***** PROVIDED PASSAGE *****
From: Claudio Jeker <cjeker@diehard.n-r-g.com>
Subject: Re: domain protocol timer unlock
To: Alexander Bluhm <bluhm@openbsd.org>
Cc: tech@openbsd.org
Date: Fri, 17 May 2024 21:14:31 +0200

On Fri, May 17, 2024 at 08:23:50PM +0200, Alexander Bluhm wrote:
> anyone?
> 
> On Wed, Apr 24, 2024 at 11:38:22AM +0200, Alexander Bluhm wrote:
> > Hi,
> > 
> > The protocol slow and fast timer do not need kernel lock.  Either
> > they have their own mutex or grab exclusive net lock.
> > 
> > icmp6_error() is MP safe, use shared net lock in frag6 tiemeout.
> > 
> > Lockless access to globals in igmp and mld6 timers should use read
> > once.
> > 
> > ok?
> > 
> > bluhm
> > 
> > Index: kern/uipc_domain.c
> > ===================================================================
> > RCS file: /data/mirror/openbsd/cvs/src/sys/kern/uipc_domain.c,v
> > diff -u -p -r1.65 uipc_domain.c
> > --- kern/uipc_domain.c	11 Jan 2024 14:15:11 -0000	1.65
> > +++ kern/uipc_domain.c	23 Apr 2024 18:06:32 -0000
> > @@ -90,8 +90,10 @@ domaininit(void)
> >  		max_linkhdr = 64;
> >  
> >  	max_hdr = max_linkhdr + max_protohdr;
> > -	timeout_set_proc(&pffast_timeout, pffasttimo, &pffast_timeout);
> > -	timeout_set_proc(&pfslow_timeout, pfslowtimo, &pfslow_timeout);
> > +	timeout_set_flags(&pffast_timeout, pffasttimo, &pffast_timeout,
> > +	    KCLOCK_NONE, TIMEOUT_PROC | TIMEOUT_MPSAFE);
> > +	timeout_set_flags(&pfslow_timeout, pfslowtimo, &pfslow_timeout,
> > +	    KCLOCK_NONE, TIMEOUT_PROC | TIMEOUT_MPSAFE);
> >  	timeout_add(&pffast_timeout, 1);
> >  	timeout_add(&pfslow_timeout, 1);
> >  }
> > Index: netinet/igmp.c
> > ===================================================================
> > RCS file: /data/mirror/openbsd/cvs/src/sys/netinet/igmp.c,v
> > diff -u -p -r1.83 igmp.c
> > --- netinet/igmp.c	16 Sep 2023 09:33:27 -0000	1.83
> > +++ netinet/igmp.c	23 Apr 2024 18:09:06 -0000
> > @@ -533,7 +533,7 @@ igmp_fasttimo(void)
*****
- _SHORT TASK 1_:
Pull out each line of the records that contains the string "reflected".
- _SHORT TASK 2_:
Pick up the OpenBSD timer-locking email right after its final line and carry it on.
***** EXCERPTED DATA *****
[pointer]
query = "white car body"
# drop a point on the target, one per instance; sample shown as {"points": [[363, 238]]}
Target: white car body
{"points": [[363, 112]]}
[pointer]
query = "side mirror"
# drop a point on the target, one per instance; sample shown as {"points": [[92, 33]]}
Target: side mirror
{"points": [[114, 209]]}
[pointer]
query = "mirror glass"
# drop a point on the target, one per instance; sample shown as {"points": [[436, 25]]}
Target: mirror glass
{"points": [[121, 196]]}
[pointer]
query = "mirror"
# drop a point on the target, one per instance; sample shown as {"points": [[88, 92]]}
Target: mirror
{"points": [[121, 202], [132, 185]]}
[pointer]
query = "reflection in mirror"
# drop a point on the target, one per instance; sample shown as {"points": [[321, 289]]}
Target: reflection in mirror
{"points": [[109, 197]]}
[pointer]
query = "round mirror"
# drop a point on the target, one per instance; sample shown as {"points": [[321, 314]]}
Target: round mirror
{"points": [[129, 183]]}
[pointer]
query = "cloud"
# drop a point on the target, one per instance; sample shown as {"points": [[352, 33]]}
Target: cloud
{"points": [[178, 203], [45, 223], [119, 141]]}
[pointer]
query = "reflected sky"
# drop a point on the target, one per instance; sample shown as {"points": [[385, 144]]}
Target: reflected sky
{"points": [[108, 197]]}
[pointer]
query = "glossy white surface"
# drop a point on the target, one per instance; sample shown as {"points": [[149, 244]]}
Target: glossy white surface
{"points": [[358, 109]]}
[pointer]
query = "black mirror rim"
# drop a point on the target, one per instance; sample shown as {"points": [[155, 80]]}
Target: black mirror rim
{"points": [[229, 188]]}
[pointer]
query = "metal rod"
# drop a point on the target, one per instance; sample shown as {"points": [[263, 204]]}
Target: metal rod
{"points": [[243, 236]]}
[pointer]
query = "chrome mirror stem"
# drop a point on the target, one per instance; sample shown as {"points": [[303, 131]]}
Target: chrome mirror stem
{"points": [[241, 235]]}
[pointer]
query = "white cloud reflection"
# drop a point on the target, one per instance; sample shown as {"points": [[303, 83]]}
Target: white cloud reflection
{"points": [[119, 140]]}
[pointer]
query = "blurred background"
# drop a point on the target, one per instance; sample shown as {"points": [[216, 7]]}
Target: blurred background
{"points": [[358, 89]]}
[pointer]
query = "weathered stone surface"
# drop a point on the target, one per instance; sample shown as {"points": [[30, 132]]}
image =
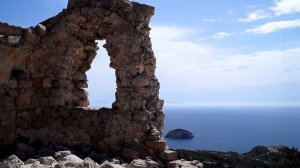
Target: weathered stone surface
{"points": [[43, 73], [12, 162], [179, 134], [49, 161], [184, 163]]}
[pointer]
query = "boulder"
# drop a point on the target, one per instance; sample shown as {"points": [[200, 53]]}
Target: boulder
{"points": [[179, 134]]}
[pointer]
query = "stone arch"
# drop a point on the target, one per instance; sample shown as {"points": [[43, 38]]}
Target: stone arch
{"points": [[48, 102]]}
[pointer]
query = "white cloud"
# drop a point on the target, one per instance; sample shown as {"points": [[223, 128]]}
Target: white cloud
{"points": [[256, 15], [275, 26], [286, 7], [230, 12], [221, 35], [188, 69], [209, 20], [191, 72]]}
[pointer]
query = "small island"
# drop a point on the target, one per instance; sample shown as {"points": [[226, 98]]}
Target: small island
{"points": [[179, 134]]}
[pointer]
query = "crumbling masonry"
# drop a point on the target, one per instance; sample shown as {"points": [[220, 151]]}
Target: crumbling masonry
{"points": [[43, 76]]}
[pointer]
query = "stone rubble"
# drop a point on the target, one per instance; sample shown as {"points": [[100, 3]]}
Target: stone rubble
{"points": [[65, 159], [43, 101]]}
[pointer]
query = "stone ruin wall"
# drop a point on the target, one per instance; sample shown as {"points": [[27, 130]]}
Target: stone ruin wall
*****
- _REPLY 1_:
query = "reflected sky"
Target: reflected sky

- _REPLY 2_:
> >  	 * lock intentionally.  In case it is not set due to MP races, we may
> >  	 * miss to check the timers.  Then run the loop at next fast timeout.
> >  	 */
> > -	if (!igmp_timers_are_running)
> > +	if (!READ_ONCE(igmp_timers_are_running))
> >  		return;

This can't be correct. I know what you want but that is not the right way
of doing this check. Which daemon are you removing by using READ_ONCE()
here?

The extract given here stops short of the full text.